------ Verilen Metin

Genellikle bize olumlu olarak sunulan sistemlerin aslında ne denli sofistike olumsuzlukların, sosyal hastalıkların hatta fizyolojik ya da ruhsal problemlerin bazen taşıyıcısı, çoğu zamanda üreticisi olduklarını irdeleyen önemli fikirlerin de artık felsefi boyutta tartışılır hale geldiğini görebiliyoruz…

İnsan hayatının seyrini en ilkel halinden en “uygar”ına doğru irdeleyen filozoflar, artan mülkiyetin ve refahın kendisiyle birlikte her şeyi artırmadığını hatta bir toplum için hayati olan pek çok şeyi dramatik şekilde tahrip ettiğini, ikna edici bir berraklıkla zihinlerimize sunuyorlar…

Bu bozulma halinin en somut sonuçlarından biri, çıkarların adeta varoluşun amacı haline gelmesidir…

İnsan sormadan edemiyor: Hiçbir sitem üretmemiş ilkel insan mı, Eflatun’un önerdiği “onur” ve “azamet”i önceleyen timokrasi mi, dini formasyonlarla güçlendirilmiş monarşi mi daha iyiydi yoksa en son ulaşıldığı düşünülen demokrasi mi daha iyi?

------------
------ Verilen Bilgiler

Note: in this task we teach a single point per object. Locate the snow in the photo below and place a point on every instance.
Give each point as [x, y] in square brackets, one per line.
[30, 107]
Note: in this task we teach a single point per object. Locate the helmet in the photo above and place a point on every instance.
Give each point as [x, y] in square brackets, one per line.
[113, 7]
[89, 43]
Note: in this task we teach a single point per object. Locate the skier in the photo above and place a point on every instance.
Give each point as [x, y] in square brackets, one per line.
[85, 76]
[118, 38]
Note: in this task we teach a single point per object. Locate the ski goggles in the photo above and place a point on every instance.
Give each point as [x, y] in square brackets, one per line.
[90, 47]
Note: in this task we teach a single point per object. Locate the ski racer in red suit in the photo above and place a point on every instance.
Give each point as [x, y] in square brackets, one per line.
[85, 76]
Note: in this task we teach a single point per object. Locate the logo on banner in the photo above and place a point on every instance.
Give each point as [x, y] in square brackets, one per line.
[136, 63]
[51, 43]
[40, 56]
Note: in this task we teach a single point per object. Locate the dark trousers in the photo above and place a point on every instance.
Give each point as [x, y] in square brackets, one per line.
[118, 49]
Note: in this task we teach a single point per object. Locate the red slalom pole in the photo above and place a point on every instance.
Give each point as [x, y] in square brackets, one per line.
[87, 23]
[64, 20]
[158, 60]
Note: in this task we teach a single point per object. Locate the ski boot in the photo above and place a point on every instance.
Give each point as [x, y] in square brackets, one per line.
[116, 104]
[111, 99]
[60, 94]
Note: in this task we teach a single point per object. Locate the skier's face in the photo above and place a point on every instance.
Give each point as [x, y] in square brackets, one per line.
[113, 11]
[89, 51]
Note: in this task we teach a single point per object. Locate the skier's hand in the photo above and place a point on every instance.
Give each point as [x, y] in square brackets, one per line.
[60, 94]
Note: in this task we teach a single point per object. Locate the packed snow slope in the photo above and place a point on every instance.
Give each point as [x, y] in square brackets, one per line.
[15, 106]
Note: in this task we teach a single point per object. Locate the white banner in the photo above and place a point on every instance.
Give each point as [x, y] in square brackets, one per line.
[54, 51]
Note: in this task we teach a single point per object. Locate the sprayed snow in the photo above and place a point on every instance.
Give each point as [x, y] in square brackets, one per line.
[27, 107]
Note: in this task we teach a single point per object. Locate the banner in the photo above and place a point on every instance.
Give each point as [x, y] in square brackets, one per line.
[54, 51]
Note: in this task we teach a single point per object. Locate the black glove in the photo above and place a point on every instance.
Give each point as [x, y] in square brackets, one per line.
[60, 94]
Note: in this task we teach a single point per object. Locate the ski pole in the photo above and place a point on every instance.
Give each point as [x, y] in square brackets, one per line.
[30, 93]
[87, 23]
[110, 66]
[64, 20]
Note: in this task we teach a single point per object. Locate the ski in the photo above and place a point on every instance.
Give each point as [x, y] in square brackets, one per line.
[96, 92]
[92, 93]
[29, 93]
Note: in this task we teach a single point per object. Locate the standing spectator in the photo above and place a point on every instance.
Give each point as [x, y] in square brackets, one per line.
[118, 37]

------------

**Alıştırma Görevi 1**
Verilen metinde "Bu bozulma halinin" ile başlayıp "mi daha iyi?" ifadesine kadar uzanan bölümü hiçbir değişiklik yapmadan yeniden yazın.
**Alıştırma Görevi 2**
Verilen satırlardan yalnızca "Locate the black" ifadesini içeren satırdan başlayıp son satıra kadar gidenleri, girdi ve çıktı adlı iki sütunu olan bir CSV'ye dönüştürün. Her metin ve ona ait cevap ayrı bir CSV satırı olsun, her alan tırnak içinde yer alsın ve alan içindeki satır sonları boşluğa çevrilsin.

**Doğru Cevap 1**
Bu bozulma halinin en somut sonuçlarından biri, çıkarların adeta varoluşun amacı haline gelmesidir…

İnsan sormadan edemiyor: Hiçbir sitem üretmemiş ilkel insan mı, Eflatun’un önerdiği “onur” ve “azamet”i önceleyen timokrasi mi, dini formasyonlarla güçlendirilmiş monarşi mi daha iyiydi yoksa en son ulaşıldığı düşünülen demokrasi mi daha iyi?

**Doğru Cevap 2**
girdi,çıktı
"Note: in this task we teach a single point per object. Locate the black glove in the photo above and place a point on every instance. Give each point as [x, y] in square brackets, one per line.","[60, 94]"
"Note: in this task we teach a single point per object. Locate the ski pole in the photo above and place a point on every instance. Give each point as [x, y] in square brackets, one per line.","[30, 93] [87, 23] [110, 66] [64, 20]"
"Note: in this task we teach a single point per object. Locate the ski in the photo above and place a point on every instance. Give each point as [x, y] in square brackets, one per line.","[96, 92] [92, 93] [29, 93]"
"Note: in this task we teach a single point per object. Locate the standing spectator in the photo above and place a point on every instance. Give each point as [x, y] in square brackets, one per line.","[118, 37]"